**Selected extract**.
%%
Zero Hour for Australian Fashion
by Jaya Myler

This week is Zero Footprint Week, a climate change awareness week that encourages Australians to consider their current ecological footprint and take steps to reduce it.

As a vegetarian, who doesn’t drive, I thought my personal footprint was quite light, but I was shocked when the EPA Victoria footprint calculator told me my current footprint would need 1.7 planets to be sustainable.

The main offenders in my apparently eco-friendly lifestyle were goods i.e., furniture, clothing and footwear, which made up 32 per cent of my footprint, followed by services such as water and electricity and gas, making up 19 per cent.

While we all know the detrimental effect driving and excess energy consumption have on the environment, but I didn’t think the clothing and footwear I bought would have nearly as much of an impact on my ecological footprint.

When we swipe our card for a clothing purchase, we might think twice about the price, or the bill we’ll get at the end of the month, but we should really be thinking about what we don’t see when we pick up the end product.
%%
**Dataset excerpts**.
%%
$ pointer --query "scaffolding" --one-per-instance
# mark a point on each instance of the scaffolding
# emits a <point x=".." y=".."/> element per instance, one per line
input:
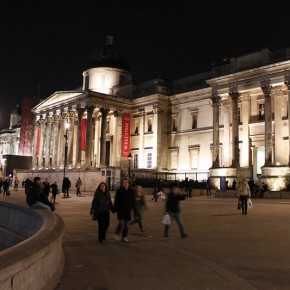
<point x="27" y="126"/>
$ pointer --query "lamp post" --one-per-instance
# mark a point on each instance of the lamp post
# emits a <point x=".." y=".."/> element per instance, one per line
<point x="66" y="125"/>
<point x="129" y="163"/>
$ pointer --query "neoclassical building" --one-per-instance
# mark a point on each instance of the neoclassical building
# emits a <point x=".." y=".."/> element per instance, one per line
<point x="231" y="121"/>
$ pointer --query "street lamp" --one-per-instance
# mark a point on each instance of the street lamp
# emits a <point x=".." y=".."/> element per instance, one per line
<point x="66" y="125"/>
<point x="129" y="162"/>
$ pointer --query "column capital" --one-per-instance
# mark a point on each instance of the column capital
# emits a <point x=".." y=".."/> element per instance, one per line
<point x="215" y="99"/>
<point x="234" y="95"/>
<point x="267" y="90"/>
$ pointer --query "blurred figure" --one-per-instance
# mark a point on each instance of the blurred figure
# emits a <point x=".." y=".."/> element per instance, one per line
<point x="100" y="209"/>
<point x="16" y="183"/>
<point x="139" y="205"/>
<point x="78" y="186"/>
<point x="172" y="208"/>
<point x="244" y="194"/>
<point x="54" y="191"/>
<point x="123" y="205"/>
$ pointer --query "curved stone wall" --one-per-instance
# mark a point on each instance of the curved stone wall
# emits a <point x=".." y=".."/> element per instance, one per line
<point x="37" y="261"/>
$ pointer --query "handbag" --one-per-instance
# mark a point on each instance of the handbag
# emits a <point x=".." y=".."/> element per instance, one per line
<point x="166" y="220"/>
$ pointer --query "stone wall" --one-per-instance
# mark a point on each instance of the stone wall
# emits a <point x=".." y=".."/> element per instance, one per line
<point x="37" y="262"/>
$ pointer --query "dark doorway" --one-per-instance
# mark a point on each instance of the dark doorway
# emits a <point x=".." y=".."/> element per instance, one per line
<point x="108" y="149"/>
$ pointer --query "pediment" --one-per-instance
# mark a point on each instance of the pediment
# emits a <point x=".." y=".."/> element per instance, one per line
<point x="57" y="99"/>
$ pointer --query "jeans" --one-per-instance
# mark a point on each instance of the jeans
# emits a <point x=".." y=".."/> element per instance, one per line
<point x="122" y="227"/>
<point x="39" y="204"/>
<point x="103" y="224"/>
<point x="177" y="217"/>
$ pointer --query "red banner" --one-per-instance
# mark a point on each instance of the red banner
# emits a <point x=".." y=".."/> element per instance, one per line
<point x="83" y="135"/>
<point x="126" y="129"/>
<point x="37" y="142"/>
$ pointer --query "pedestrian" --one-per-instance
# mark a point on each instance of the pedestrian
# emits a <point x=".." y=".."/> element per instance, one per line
<point x="66" y="185"/>
<point x="5" y="187"/>
<point x="123" y="205"/>
<point x="100" y="209"/>
<point x="172" y="208"/>
<point x="208" y="187"/>
<point x="54" y="191"/>
<point x="16" y="183"/>
<point x="78" y="186"/>
<point x="46" y="187"/>
<point x="139" y="205"/>
<point x="35" y="197"/>
<point x="244" y="194"/>
<point x="234" y="185"/>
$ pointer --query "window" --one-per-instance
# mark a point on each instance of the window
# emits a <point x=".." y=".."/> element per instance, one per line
<point x="149" y="125"/>
<point x="174" y="124"/>
<point x="194" y="121"/>
<point x="135" y="161"/>
<point x="174" y="159"/>
<point x="136" y="131"/>
<point x="262" y="111"/>
<point x="103" y="79"/>
<point x="149" y="160"/>
<point x="194" y="156"/>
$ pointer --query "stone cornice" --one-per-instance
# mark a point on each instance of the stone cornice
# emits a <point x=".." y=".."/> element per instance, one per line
<point x="260" y="72"/>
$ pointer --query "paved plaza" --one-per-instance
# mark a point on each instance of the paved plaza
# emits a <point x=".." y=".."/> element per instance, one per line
<point x="224" y="250"/>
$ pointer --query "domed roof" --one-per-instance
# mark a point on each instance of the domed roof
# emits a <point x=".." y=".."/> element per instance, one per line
<point x="108" y="56"/>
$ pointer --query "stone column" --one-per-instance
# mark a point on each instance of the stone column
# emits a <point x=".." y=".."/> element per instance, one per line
<point x="235" y="129"/>
<point x="141" y="157"/>
<point x="216" y="137"/>
<point x="287" y="83"/>
<point x="71" y="117"/>
<point x="34" y="156"/>
<point x="55" y="149"/>
<point x="268" y="125"/>
<point x="61" y="139"/>
<point x="49" y="121"/>
<point x="245" y="112"/>
<point x="279" y="148"/>
<point x="226" y="140"/>
<point x="104" y="112"/>
<point x="41" y="142"/>
<point x="80" y="112"/>
<point x="90" y="110"/>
%%
**Written request A**. Count the lines of the listing that contain the string "domed", and reply with the number alone.
**Written request B**. Pick up the fashion footprint article after its final sentence and write a few more paragraphs.
The fashion footprint article has no connection to the listing.

**Expected output A**. 2

**Expected output B**.
Could my weakness for new clothing purchases not only be costing me a pretty penny, but also be costing the environment a fortune?

Clothing only accounts for 3.4% of Australia’s overall household greenhouse gas emissions, which doesn’t sound like a lot, but the clothing production process also impacts on the environment in many other ways.

The fashion industry leaves a hefty footprint on our environment through its use of water and energy to grow and fertilise cotton crops, turn cotton into fabric, and fabric into a garment.

According to the Australian Conservation Foundation (ACF), one cotton t-shirt takes 2000 litres of water to produce, and uses about 1.5 kg of pesticide and fossil-fuel based fertilizers to produce the cotton.

The irrigation of cotton crops is the second largest use of water from the Murray-Darling Basin, and contributes to the pollution and depletion of this precious natural resource.

The production process also uses harmful chemical dyes and bleaches. Then there is impact of plastic packaging, and the carbon emissions from transportation of the raw and finished product, which are especially high if a garment is produced overseas, resulting in higher ‘clothing miles’. Then, ultimately there is the disposal of clothing through landfill.

Is it enough, then, for environmentally aware consumers to just to buy organic cotton garments?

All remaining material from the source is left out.